For this the first posting of 2012, here’s wishing you a safe, healthy and joyous year. In case you haven’t noticed, I haven’t posted in a while. That’s because I’ve been fully occupied with safety culture assessments. But you’ve still been reading which seems to indicate that it’s time for some more reflections.If you are interested in our safety culture assessments see our recently issued report of the “Independent Oversight Assessment of the Nuclear Safety Culture and Management of Nuclear Safety Concerns at the Hanford Site Waste Treatment and Immobilization Plant – January 2012” and the Supplement to the report posted on the DOE Health, Safety and Security web page at: www.hss.doe.gov.
For readers not in the DOE community, you may find the report of most interest for the methodology our team used. The methodology was developed through extensive research on Management and Organizational factors, originally sponsored by the U.S. Nuclear Regulatory Commission. And for you particularly interested in high reliability theory, the NRC research program led by Dr. Sonja Haber supported some of the early field work of the U.C. Berkeley high reliability team. So just in case there is confusion that high reliability and safety culture are somehow different; allow me to dispel that notion.
Some of you are aware that I have a mania for valid methodology. While I do respect personal opinion (and those of you who know me understand that I hold strong opinions of my own) when it comes to organizational safety assessments there is no substitute for rigorous method grounded in sound research. My activities over the past few months with safety culture assessments in high consequence projects have further solidified this methodological predisposition.
So it is with this perspective in mind that I reflected on a new report on “Health & Safety Information Gap’ in the Oil & Gas industry: http://www.rgu.ac.uk/news/rgu-research-for-aveva-identifies-health-and-safety-information-gap-
Some of the conclusions:
Developing a ‘culture of personal responsibility’ and ‘human behaviour’ were identified as the top two challenges to improving safety.
“When asked what their priorities were for improving safety, many felt that management commitment to safety needs to be improved, and that there needs to be greater accountability and individual responsibility for safety. Particular priorities included:
- Changing employee safety behaviours (66%)
- Changing the safety culture of the organisation (61%)
- Improving employee awareness of safety (53%)
- Recording and auditing improvements (51%)
- Meeting regulatory compliance (50%)

▶ [Required action 1] Condense the paragraph of the blog post that begins "For readers not in the DOE community" into two sentences, keeping its main facts.
▶ [Required action 2]
Answer each question from the blog post.
(a) What has kept the author so occupied that no posts have appeared in a while?
(b) Who led the NRC research program mentioned in the blog post?
(c) What percentage of respondents gave "Changing employee safety behaviours" as a priority?
The data that follow are unrelated to the blog post.

▶ [Given records]

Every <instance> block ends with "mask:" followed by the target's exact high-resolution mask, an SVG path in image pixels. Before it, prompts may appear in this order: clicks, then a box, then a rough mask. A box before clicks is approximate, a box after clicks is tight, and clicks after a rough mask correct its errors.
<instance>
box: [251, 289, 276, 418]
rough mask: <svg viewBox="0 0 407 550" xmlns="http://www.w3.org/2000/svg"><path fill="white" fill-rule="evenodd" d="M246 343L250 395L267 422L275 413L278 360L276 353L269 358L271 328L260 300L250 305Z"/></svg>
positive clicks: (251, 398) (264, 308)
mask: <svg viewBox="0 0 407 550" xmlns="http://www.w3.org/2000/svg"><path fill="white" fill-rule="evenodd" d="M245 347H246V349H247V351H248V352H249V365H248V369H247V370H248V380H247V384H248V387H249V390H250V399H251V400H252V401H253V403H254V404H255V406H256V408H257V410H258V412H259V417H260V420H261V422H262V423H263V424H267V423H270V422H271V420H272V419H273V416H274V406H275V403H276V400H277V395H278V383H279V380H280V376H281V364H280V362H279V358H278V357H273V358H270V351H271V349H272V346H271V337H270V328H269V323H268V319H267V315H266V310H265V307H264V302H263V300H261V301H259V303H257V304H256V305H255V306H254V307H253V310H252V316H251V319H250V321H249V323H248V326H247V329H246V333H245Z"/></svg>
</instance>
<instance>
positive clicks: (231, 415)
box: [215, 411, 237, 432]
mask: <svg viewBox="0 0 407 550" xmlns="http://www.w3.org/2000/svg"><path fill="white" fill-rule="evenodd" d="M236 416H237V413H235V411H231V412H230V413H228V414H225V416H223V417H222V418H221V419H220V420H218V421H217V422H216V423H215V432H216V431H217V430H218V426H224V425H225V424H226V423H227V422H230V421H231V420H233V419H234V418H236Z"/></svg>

▶ [Response area 1] The author recommends the report to readers outside the DOE community chiefly for its methodology, which grew out of extensive research on management and organizational factors originally sponsored by the U.S. Nuclear Regulatory Commission. Because the NRC research program led by Dr. Sonja Haber supported some early field work of the U.C. Berkeley high reliability team, the author rejects the notion that high reliability and safety culture are different.

▶ [Response area 2]
(a) Safety culture assessments.
(b) Dr. Sonja Haber.
(c) 66%.